## BEGIN

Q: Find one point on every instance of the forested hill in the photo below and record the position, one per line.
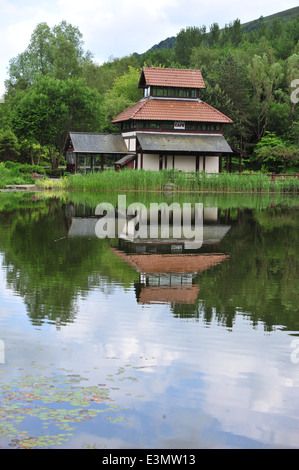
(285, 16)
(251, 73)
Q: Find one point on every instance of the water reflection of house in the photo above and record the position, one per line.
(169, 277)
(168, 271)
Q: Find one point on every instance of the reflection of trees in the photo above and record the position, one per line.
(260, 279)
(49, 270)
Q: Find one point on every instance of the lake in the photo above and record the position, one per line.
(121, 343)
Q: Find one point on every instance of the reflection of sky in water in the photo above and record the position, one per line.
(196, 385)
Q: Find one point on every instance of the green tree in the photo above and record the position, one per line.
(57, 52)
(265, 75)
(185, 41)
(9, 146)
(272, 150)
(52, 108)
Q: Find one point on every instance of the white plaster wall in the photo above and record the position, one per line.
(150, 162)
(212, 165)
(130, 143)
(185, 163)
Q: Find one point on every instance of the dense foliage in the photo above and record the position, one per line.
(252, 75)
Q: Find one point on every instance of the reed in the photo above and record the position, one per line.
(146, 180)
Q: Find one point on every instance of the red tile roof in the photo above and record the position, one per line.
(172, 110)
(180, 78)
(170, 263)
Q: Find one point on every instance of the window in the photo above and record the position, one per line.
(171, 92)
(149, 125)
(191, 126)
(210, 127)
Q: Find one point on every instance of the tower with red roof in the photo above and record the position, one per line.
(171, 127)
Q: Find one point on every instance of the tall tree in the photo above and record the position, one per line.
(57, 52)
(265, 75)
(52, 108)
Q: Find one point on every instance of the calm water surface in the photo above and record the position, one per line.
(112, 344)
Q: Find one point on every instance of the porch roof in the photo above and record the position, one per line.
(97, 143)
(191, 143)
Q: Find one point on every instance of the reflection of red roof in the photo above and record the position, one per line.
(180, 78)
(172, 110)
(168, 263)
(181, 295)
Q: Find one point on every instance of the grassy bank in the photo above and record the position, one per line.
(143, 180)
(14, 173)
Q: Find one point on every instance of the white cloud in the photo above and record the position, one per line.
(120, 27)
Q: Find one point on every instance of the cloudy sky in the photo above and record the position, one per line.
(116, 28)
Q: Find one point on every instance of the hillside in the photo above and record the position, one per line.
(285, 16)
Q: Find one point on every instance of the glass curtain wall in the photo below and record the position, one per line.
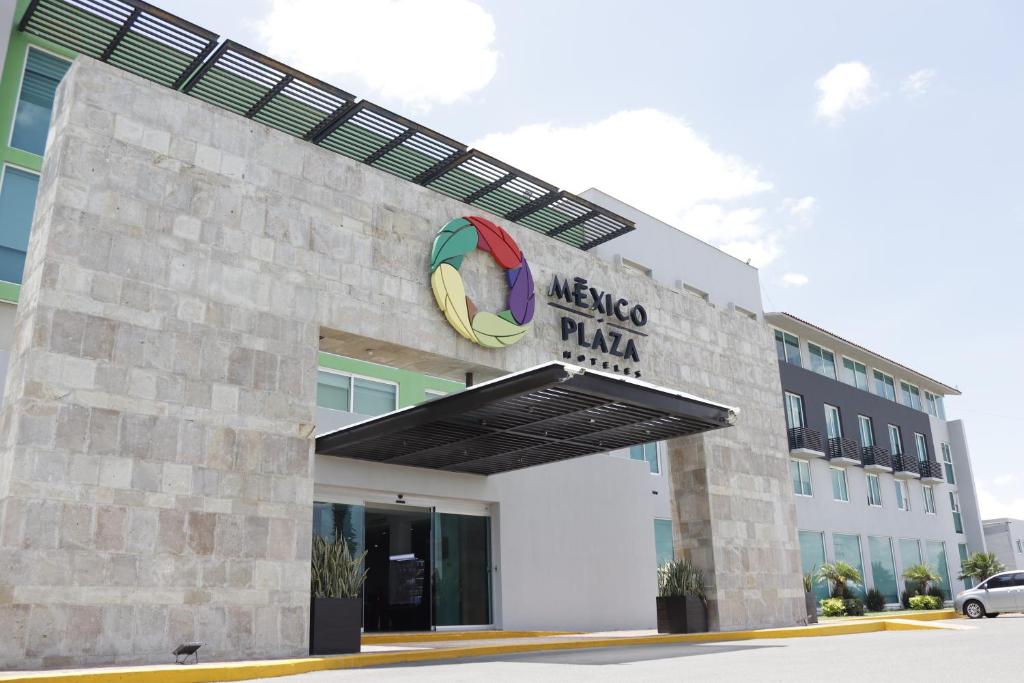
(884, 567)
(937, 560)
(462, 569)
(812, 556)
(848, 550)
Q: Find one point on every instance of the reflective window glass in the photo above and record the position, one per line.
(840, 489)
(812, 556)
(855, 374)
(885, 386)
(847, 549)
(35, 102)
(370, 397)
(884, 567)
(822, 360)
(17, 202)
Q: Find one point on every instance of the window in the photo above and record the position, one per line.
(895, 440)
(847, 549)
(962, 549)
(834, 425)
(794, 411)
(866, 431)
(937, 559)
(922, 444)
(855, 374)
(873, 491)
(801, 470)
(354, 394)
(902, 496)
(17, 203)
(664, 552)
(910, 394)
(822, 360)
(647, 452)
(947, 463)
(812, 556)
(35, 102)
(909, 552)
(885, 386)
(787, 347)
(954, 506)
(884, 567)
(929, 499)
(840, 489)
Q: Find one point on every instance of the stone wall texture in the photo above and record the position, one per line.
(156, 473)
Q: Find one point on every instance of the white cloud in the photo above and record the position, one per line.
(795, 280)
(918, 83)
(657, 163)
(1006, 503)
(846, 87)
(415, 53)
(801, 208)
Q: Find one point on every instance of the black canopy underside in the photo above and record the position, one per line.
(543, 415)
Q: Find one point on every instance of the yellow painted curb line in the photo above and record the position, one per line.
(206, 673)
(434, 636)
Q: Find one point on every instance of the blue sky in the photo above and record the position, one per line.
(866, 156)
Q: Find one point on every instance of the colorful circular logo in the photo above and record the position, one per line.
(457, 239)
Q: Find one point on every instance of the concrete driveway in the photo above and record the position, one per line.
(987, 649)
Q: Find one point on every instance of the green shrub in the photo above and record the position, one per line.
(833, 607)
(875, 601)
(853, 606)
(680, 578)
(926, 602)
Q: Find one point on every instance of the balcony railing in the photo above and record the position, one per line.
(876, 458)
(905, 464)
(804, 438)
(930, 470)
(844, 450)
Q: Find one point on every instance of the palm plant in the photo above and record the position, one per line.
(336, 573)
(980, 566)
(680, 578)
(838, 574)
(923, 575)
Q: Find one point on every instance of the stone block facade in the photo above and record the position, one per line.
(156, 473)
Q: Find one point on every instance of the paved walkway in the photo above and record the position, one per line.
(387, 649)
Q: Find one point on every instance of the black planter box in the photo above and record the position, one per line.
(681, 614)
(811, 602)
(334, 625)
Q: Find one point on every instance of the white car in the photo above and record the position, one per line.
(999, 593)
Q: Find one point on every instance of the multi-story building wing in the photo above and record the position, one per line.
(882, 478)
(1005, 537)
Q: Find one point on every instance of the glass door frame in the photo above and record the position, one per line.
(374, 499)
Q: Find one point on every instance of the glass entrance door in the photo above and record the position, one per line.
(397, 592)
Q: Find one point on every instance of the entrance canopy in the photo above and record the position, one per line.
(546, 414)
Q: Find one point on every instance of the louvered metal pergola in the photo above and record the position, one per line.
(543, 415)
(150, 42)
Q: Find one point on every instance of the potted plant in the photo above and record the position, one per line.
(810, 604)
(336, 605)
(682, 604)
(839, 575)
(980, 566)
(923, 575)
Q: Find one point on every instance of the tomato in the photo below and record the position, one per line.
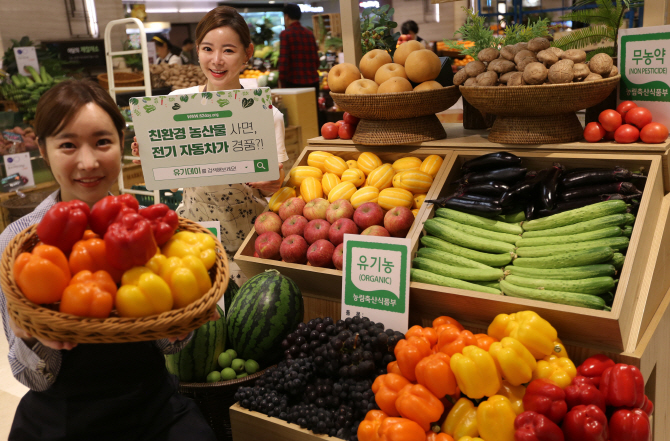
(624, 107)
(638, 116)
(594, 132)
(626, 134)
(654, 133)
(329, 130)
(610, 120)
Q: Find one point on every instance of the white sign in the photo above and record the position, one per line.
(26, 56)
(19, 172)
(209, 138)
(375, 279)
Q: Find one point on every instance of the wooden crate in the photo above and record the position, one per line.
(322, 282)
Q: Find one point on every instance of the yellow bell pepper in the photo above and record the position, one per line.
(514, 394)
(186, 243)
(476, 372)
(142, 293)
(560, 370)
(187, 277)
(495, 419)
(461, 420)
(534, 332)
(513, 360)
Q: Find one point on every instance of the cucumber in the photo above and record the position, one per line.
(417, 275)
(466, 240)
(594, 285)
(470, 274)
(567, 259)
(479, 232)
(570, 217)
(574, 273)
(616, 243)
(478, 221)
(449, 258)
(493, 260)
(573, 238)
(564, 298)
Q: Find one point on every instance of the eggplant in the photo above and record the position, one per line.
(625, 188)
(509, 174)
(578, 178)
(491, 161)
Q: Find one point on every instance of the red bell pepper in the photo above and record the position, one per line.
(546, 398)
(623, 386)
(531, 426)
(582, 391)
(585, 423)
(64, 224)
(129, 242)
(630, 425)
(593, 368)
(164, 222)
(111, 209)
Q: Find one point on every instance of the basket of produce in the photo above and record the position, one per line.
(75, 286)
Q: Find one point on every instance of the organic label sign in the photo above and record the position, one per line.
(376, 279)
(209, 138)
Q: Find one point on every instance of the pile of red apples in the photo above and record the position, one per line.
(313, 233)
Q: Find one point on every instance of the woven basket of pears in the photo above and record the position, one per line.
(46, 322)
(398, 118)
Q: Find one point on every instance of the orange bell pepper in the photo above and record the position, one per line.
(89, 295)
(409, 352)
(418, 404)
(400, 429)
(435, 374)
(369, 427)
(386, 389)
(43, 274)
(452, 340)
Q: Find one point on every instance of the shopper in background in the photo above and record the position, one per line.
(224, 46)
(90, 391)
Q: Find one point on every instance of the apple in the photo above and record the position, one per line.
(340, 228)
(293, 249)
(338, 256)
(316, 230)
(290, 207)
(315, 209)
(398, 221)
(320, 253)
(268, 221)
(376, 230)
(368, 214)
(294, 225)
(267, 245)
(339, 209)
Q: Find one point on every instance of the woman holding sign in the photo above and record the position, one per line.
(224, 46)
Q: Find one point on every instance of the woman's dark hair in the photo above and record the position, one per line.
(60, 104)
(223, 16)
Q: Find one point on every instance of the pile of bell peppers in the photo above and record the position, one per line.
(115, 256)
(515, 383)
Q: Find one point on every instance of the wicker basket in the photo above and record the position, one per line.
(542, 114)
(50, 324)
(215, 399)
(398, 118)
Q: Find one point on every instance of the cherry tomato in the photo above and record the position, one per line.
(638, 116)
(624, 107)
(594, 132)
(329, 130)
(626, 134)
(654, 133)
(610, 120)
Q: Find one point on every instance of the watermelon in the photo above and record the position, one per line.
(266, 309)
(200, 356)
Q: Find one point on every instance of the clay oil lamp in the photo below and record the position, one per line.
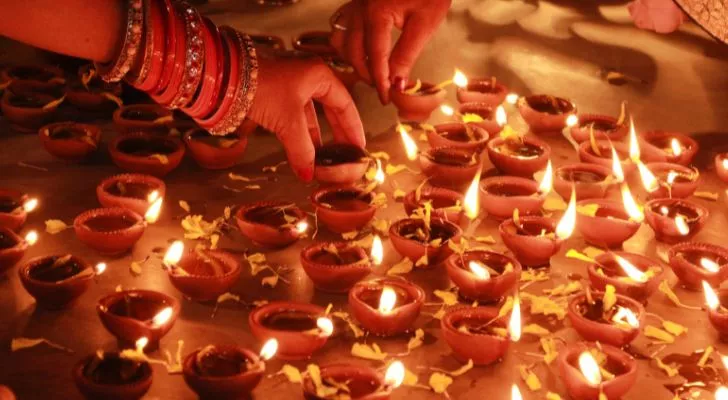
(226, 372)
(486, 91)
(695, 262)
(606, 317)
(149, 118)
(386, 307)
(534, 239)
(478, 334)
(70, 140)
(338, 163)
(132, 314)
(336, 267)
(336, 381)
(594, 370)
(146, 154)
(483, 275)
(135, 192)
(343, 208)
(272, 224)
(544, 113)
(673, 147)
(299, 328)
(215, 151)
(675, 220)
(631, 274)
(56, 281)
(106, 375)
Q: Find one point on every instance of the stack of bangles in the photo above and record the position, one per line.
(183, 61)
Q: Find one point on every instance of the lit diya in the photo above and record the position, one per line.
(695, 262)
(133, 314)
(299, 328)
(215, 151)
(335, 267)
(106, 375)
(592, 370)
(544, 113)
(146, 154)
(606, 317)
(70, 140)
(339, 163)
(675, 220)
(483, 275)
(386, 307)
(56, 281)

## END

§ **Given problem**:
With both ends included, please retype exactly the lines from the line containing "Q: Find one point on every instance of the stack" to the final line of the data.

§ **Exercise response**:
Q: Find one point on every instance of the stack of bangles in the photo above and record the position, one per line.
(183, 61)
Q: Find one point on every instance of the lit diya in the photo above and record the position, one per line.
(695, 262)
(133, 314)
(299, 328)
(215, 151)
(335, 267)
(106, 375)
(592, 370)
(544, 113)
(146, 154)
(606, 317)
(70, 140)
(339, 163)
(675, 220)
(483, 275)
(386, 307)
(56, 281)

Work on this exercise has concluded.